▸ ASSIGNED TASK: Every line below between the one holding "Objective — one point per instance of the small" and the one holding "Objective — one point per instance of the reddish", inclusive, should be copied exactly, and no other line.

▸ SUPPLIED DATA:
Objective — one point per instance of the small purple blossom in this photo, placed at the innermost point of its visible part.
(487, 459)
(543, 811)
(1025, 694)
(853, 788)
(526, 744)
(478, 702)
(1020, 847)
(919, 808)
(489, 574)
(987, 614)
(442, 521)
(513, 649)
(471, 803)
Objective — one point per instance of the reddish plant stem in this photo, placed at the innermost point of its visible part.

...

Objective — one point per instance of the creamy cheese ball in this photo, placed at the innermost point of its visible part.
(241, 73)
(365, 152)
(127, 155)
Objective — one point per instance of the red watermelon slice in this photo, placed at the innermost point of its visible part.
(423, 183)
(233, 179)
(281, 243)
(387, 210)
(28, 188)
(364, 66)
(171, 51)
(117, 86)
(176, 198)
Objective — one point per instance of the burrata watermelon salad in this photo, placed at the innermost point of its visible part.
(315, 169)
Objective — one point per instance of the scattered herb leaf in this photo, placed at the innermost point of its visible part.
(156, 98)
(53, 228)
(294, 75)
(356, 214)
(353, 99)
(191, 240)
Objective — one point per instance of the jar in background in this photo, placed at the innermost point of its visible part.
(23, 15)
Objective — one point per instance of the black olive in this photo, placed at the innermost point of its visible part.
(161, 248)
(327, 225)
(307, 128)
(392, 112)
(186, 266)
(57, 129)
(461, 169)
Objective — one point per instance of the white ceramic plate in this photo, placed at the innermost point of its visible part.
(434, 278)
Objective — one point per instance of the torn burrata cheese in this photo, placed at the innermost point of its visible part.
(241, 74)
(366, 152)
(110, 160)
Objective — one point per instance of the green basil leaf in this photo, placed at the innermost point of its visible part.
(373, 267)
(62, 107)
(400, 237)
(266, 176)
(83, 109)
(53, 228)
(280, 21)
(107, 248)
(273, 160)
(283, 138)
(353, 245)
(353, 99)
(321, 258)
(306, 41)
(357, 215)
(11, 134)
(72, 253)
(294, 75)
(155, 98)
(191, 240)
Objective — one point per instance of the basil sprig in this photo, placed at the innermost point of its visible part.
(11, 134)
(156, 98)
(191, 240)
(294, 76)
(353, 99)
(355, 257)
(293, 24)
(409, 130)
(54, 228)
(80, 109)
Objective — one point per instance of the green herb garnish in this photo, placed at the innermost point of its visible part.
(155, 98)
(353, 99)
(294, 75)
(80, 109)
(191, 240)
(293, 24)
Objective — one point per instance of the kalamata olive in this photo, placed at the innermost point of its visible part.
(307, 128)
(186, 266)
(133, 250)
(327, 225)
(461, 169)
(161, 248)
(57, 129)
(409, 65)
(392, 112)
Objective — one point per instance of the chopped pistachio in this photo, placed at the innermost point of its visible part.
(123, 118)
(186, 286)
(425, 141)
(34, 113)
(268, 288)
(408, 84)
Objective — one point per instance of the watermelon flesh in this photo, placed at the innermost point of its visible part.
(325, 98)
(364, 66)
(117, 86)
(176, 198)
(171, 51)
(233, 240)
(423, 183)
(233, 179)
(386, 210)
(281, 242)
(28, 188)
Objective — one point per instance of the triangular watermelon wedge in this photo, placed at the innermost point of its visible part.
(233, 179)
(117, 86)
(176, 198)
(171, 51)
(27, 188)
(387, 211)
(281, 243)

▸ EXERCISE SOLUTION:
Objective — one point per instance of the small purple blossom in this photo, placed at the innermost point of its visible part.
(487, 459)
(543, 811)
(1025, 694)
(853, 788)
(526, 744)
(478, 702)
(1020, 847)
(919, 808)
(489, 574)
(987, 614)
(442, 521)
(513, 649)
(471, 803)
Objective — one point per instance of the reddish plant stem in this photo, placed at the innermost point of its visible part.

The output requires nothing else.